** WHAT IS NEEDED **
Filter the entries down to the lines containing "below", and copy those lines.

(Source records)
----

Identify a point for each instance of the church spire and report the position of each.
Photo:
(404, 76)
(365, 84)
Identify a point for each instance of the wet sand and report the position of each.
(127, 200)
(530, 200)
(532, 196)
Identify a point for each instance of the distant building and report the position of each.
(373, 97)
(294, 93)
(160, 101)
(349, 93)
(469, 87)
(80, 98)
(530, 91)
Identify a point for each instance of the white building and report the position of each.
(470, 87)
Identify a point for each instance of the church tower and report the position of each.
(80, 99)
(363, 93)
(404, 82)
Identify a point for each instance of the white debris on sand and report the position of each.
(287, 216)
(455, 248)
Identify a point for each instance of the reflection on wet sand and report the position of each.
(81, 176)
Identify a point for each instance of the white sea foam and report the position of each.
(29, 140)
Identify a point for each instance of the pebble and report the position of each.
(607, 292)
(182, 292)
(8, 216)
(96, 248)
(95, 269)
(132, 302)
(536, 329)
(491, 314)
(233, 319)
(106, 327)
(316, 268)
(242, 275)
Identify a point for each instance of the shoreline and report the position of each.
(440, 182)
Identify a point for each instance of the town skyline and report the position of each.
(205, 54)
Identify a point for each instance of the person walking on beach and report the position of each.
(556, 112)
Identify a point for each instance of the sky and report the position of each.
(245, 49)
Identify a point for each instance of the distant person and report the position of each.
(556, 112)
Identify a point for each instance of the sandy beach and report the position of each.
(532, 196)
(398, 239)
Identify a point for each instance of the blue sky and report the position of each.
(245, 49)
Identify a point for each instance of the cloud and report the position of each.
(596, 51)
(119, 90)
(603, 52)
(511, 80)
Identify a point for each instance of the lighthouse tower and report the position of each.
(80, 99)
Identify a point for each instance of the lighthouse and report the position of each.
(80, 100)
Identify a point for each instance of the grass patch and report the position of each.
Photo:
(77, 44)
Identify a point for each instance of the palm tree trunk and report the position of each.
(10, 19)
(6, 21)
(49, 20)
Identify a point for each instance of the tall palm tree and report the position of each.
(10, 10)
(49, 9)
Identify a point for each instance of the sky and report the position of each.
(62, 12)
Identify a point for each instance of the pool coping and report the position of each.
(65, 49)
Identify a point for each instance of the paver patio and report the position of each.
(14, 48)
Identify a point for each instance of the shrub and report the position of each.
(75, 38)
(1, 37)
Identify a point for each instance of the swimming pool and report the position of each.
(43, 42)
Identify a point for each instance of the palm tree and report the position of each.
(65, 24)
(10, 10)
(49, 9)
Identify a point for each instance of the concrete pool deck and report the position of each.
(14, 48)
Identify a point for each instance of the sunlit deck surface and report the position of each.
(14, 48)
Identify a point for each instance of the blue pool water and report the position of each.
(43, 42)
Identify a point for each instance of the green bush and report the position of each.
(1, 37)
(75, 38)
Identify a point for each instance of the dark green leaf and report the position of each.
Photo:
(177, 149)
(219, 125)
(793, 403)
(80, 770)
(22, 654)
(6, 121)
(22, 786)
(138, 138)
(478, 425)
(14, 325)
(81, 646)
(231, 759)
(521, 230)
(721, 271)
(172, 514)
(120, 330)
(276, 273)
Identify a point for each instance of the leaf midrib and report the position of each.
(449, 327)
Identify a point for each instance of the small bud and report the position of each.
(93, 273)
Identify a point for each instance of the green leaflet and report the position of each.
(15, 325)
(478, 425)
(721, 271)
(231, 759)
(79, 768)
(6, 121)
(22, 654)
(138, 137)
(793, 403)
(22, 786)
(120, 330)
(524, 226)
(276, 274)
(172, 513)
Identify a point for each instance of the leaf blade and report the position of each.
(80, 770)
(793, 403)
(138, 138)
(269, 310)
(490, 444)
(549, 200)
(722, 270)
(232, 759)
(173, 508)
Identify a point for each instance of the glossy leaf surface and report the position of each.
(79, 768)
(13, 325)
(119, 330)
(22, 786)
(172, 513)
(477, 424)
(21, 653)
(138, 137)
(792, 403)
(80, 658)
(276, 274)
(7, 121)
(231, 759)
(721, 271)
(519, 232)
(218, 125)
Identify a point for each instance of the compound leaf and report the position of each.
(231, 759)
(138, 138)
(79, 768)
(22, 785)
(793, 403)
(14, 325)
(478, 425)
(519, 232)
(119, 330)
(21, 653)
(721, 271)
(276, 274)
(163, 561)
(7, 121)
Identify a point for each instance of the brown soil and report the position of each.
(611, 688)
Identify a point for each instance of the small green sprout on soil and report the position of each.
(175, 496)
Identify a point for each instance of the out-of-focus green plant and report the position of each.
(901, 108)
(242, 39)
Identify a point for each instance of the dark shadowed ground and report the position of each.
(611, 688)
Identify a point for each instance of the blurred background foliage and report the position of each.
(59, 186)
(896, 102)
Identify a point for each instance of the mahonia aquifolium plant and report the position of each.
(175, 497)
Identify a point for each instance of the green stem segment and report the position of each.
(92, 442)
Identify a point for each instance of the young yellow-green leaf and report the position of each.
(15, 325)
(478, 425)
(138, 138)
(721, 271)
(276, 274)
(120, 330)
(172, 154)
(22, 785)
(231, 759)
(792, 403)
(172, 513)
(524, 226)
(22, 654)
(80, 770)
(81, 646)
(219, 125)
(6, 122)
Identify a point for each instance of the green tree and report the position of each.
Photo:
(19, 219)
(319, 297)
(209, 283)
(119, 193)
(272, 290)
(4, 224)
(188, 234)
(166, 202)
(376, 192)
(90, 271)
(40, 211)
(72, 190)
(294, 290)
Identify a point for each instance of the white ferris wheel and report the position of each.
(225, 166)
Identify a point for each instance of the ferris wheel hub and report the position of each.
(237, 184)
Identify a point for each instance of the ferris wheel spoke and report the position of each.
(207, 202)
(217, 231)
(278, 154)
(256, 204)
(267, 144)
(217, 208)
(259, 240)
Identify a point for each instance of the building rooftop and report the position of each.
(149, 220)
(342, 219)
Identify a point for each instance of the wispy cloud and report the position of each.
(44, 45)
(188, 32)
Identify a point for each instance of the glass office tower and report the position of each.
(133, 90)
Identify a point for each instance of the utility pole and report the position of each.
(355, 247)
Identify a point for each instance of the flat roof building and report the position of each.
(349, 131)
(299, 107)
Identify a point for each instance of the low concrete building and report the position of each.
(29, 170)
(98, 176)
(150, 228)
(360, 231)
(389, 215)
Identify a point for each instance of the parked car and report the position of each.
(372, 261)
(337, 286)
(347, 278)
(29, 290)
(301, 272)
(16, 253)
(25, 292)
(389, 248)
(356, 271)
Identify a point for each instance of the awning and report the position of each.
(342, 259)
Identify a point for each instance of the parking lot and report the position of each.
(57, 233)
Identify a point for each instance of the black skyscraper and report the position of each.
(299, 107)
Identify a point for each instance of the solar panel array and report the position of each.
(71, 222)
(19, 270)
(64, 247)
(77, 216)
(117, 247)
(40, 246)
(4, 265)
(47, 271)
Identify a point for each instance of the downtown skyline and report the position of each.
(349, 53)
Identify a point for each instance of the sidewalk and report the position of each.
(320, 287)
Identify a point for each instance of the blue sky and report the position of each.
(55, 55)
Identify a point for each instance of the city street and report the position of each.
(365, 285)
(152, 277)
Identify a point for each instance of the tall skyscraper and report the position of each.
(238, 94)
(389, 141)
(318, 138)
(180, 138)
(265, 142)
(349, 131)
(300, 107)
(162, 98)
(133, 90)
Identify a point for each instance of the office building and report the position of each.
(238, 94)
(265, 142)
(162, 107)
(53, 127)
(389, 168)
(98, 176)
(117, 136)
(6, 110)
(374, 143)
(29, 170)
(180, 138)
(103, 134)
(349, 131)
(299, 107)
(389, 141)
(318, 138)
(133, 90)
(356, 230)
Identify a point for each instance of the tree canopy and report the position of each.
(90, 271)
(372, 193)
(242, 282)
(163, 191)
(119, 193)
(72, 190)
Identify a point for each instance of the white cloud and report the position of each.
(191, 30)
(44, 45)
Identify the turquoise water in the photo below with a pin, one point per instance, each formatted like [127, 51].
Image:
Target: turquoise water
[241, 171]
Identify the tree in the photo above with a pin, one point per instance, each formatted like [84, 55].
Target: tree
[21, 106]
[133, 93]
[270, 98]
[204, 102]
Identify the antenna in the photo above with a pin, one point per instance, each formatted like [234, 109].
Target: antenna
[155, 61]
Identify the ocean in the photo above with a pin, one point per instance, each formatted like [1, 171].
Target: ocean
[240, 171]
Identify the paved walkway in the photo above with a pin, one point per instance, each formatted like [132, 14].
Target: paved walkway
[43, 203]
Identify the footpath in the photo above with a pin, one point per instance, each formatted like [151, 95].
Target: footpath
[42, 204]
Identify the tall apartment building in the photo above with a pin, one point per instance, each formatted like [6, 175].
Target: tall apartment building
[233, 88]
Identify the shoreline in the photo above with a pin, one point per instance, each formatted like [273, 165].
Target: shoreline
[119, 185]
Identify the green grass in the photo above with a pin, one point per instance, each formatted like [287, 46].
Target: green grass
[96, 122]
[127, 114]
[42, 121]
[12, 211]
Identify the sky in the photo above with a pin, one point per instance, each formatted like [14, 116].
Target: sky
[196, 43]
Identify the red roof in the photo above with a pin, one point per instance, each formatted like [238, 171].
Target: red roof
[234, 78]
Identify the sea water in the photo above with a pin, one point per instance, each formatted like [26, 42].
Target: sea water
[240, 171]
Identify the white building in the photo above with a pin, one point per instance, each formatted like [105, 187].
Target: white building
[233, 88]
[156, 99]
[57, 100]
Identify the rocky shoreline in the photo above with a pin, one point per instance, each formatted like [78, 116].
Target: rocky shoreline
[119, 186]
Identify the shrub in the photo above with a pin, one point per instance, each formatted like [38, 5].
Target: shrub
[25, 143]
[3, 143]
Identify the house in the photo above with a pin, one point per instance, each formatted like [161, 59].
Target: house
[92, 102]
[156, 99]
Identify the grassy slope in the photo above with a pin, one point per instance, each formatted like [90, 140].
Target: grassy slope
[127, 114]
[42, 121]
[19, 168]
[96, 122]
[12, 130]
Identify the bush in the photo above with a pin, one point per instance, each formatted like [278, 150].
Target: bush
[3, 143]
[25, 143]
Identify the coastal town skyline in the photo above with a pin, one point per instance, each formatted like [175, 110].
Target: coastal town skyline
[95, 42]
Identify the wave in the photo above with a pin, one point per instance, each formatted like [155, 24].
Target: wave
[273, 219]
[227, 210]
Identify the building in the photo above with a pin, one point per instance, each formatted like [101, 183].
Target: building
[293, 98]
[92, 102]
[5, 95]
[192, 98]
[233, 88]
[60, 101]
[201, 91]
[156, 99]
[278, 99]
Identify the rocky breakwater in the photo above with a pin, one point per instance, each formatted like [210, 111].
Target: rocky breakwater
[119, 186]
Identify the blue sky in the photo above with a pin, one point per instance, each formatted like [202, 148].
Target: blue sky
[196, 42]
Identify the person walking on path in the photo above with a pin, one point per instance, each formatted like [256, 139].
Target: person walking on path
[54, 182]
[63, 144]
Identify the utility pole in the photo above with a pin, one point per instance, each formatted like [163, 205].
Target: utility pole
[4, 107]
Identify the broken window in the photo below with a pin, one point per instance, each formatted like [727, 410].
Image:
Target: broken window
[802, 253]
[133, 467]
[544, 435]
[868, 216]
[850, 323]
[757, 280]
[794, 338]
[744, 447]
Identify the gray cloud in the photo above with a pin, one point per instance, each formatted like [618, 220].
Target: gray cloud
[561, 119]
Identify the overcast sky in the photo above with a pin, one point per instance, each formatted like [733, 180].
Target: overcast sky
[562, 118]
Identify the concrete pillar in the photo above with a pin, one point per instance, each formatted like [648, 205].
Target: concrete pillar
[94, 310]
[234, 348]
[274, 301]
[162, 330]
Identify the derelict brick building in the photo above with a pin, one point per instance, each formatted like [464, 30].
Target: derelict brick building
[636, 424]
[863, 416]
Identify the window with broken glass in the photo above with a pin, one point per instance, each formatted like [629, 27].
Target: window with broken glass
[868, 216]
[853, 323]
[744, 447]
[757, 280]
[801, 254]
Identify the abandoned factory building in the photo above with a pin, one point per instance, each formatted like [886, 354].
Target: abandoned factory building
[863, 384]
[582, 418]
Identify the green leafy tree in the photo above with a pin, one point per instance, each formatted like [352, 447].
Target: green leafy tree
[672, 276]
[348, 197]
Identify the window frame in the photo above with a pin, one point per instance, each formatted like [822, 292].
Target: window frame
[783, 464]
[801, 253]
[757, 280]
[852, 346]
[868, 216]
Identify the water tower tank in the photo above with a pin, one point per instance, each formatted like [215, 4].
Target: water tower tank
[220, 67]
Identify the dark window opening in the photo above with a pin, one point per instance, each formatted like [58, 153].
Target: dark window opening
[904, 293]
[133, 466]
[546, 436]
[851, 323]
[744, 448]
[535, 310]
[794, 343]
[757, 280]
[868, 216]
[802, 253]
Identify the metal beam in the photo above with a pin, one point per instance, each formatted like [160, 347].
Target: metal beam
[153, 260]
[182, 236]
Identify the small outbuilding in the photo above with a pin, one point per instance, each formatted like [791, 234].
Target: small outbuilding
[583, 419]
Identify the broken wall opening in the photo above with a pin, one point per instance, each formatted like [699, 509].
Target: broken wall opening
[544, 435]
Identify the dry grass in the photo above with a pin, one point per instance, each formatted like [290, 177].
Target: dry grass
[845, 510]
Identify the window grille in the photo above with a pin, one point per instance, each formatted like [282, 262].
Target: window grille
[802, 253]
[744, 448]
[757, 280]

----

** WRITTEN RESPONSE **
Identify the turquoise water in the photo below with a pin, one point per instance, each formatted like [127, 51].
Identify the broken window in the photo below with a pin, one point per instance, each formatted like [727, 410].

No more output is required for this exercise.